▶ **Listing**:
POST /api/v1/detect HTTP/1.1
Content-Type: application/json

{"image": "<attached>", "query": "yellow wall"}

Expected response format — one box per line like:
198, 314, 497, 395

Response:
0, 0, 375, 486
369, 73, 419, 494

▶ **Aim**: Please copy every line of the items above word for word, with no changes.

▶ **Solution to this problem**:
POST /api/v1/detect HTTP/1.1
Content-Type: application/json

{"image": "<attached>", "query": "yellow wall"}

Expected response format — one box per line like:
198, 314, 497, 395

Response:
0, 0, 375, 486
369, 73, 419, 494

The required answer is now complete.